The perfect backup
I think the perfect backup (in any operating system) has to satisfy at least these few requirements.
Complete automation
No user action should be needed after the first setup. Otherwise the "quality" of the backup would depend on the user attention and devotion to that, which is unacceptable.
Physical separation of the media
The backup has to stay on a medium that is completely different and far from the one in which the original data are. The meaning of "far" depends on the level of reliability you want for your backup:
- you want to be safe against accidental file deletion? A separate folder or better a separate partition of your hard disk is enough
- you want to be safe against hardware failure? Then you need at least a separate hard disk for your backup
- you want to be safe against a general hardware failure (electric surge) or against the even of your computer being stolen? Then an external hard disk is great (suggested solution)
- note that having a computer and its backup on an external hard disk doesn't guarantee any backup in case of thieves in your house or other accidental events (flooding, fire, general electric network surge/failure). Then you may want to keep your backup in another room / building (at work, for example)
- you want to be safe against major geographically-located events (big flooding, earthquakes, war)? Banks do, for example. Then you need a backup somewhere else in the world, for example on a server in another country.
☆ ☆ ☆ ☆ ☆ ☆ ☆
PROBLEM STATEMENT: Print the whole text on backup requirements word for word. The records below were taken from a different source than the text.
☆ ☆ ☆ ☆ ☆ ☆ ☆
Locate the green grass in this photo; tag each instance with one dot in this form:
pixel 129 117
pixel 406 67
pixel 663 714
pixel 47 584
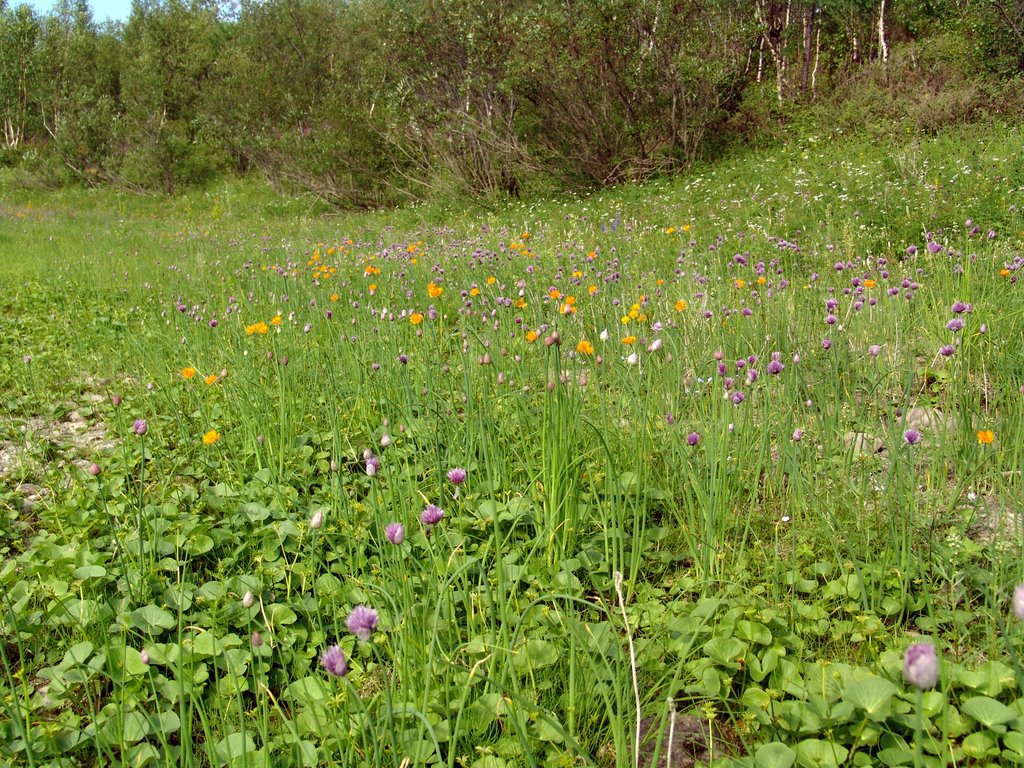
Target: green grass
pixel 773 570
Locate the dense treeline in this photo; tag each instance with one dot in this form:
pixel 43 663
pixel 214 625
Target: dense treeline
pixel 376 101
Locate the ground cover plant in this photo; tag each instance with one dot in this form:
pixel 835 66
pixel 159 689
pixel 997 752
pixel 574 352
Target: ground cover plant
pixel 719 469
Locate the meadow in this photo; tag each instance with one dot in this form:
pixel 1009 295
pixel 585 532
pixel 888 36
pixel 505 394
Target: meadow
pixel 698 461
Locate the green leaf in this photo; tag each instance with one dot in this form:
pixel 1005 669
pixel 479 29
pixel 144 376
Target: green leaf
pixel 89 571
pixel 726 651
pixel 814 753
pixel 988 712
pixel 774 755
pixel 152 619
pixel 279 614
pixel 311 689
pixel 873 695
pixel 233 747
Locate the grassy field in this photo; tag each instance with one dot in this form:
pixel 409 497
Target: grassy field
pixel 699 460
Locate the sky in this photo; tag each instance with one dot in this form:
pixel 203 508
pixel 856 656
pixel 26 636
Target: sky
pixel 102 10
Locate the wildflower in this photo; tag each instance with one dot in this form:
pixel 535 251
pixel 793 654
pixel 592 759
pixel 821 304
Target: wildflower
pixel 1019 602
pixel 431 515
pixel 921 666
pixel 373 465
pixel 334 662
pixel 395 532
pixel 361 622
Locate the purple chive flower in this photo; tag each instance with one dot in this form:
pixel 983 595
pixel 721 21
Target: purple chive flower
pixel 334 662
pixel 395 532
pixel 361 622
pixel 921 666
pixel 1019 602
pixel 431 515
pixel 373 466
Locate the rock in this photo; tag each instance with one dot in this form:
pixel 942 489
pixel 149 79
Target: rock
☆ ☆ ☆ ☆ ☆ ☆ ☆
ANSWER FOR THIS EXERCISE:
The perfect backup
I think the perfect backup (in any operating system) has to satisfy at least these few requirements.
Complete automation
No user action should be needed after the first setup. Otherwise the "quality" of the backup would depend on the user attention and devotion to that, which is unacceptable.
Physical separation of the media
The backup has to stay on a medium that is completely different and far from the one in which the original data are. The meaning of "far" depends on the level of reliability you want for your backup:
- you want to be safe against accidental file deletion? A separate folder or better a separate partition of your hard disk is enough
- you want to be safe against hardware failure? Then you need at least a separate hard disk for your backup
- you want to be safe against a general hardware failure (electric surge) or against the even of your computer being stolen? Then an external hard disk is great (suggested solution)
- note that having a computer and its backup on an external hard disk doesn't guarantee any backup in case of thieves in your house or other accidental events (flooding, fire, general electric network surge/failure). Then you may want to keep your backup in another room / building (at work, for example)
- you want to be safe against major geographically-located events (big flooding, earthquakes, war)? Banks do, for example. Then you need a backup somewhere else in the world, for example on a server in another country.